Extracted text ->
┄┄┄┄┄┄┄┄┄┄

Rather than lament Covid restrictions that limited venues to 100 people, Bootleg Brewery in Hamilton used the opposrtunity to do something good.
When Omicron started its sweep of the country, the Bootleg Sessions were born: music gigs at the brewery’s Matangi base limited to 100 people with all the proceeds going to the musicians.
It was sparked in part, said Bootleg co-owner Fraser Graafhuis, when Hollie Smith posted on Instagram about having to cancel a tour. She wasn’t alone as artists around the country were forced to abandon events.
But Bootleg turned the problem around.
“While most people were going ‘poor me’ we thought, ‘why don’t we do a gig for 100 people?’.”
The brewery — co-owned by Graafhuis, his siblings Simon and Natalie, Jaden Hatwell, friend Nick Binnie and brewer Elton Ward — had plenty of contacts in the Waikato area and in the music industry.
“We knew the Kora brothers and asked Francis if he could come and play. The answer was quickly ‘Shit yes, let’s do it’.”
Francis Kora, brother Laughton and drummer Stan Bicknell played the first Bootleg Sessions gig on March 21 and since then Job Toogood, twice, Katchafire and Hollie Smith have played to intimate crowds limited to 100 inside the old dairy factory where Bootleg is located.
The sessions start early by music standards, around 7.30 and dovetail nicely with Bootleg’s peak time which is late afternoon and early evening.
Jon Toogood performing
at the Bootleg Sessions.
“Bootleg is place to come and chill and then head home,” Graafhuis explains. “It peaks in the afternoon so after 7.30pm is not busy so we thought why not have these gigs — it’s good for us, and we’re helping musicians.
“We’re selling a seat $100 but we don’t get a cent, apart from the beer sales, all the ticket sales go to the musicians.”

┄┄┄┄┄┄┄┄┄┄

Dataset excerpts
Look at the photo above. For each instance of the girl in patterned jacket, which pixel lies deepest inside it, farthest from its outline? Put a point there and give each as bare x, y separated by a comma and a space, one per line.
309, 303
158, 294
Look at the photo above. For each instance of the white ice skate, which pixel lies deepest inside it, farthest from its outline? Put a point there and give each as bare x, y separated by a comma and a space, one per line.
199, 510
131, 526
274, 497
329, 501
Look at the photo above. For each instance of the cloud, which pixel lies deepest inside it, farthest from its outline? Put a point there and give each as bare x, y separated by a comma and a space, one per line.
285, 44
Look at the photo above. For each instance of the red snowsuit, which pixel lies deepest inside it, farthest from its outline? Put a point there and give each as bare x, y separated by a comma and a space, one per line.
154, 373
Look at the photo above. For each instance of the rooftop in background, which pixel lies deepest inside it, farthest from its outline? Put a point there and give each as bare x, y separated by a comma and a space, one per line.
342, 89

┄┄┄┄┄┄┄┄┄┄

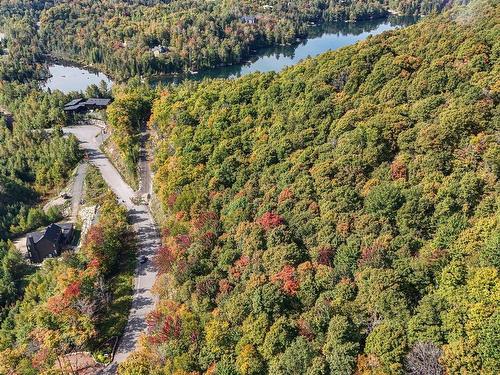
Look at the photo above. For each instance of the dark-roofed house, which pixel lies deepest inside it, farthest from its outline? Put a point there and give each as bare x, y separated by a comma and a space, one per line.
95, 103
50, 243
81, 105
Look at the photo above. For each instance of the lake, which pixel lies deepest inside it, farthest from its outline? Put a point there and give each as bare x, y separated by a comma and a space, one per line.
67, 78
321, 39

┄┄┄┄┄┄┄┄┄┄

Brief 1 ->
Answer these questions using the article about Bootleg Brewery:
(a) Who played the first Bootleg Sessions gig, and on what date?
(b) At around what time do the sessions start?
(c) How much is a seat sold for?
Brief 2 -> Rewrite the stretch of the Bootleg Brewery article from "When Omicron started" through "to abandon events.", putting "Facebook" in place of "Instagram".

Final answer 1 ->
(a) Francis Kora, his brother Laughton and drummer Stan Bicknell played the first gig, on March 21.
(b) The sessions start around 7.30.
(c) A seat is sold for $100.

Final answer 2 ->
When Omicron started its sweep of the country, the Bootleg Sessions were born: music gigs at the brewery’s Matangi base limited to 100 people with all the proceeds going to the musicians.
It was sparked in part, said Bootleg co-owner Fraser Graafhuis, when Hollie Smith posted on Facebook about having to cancel a tour. She wasn’t alone as artists around the country were forced to abandon events.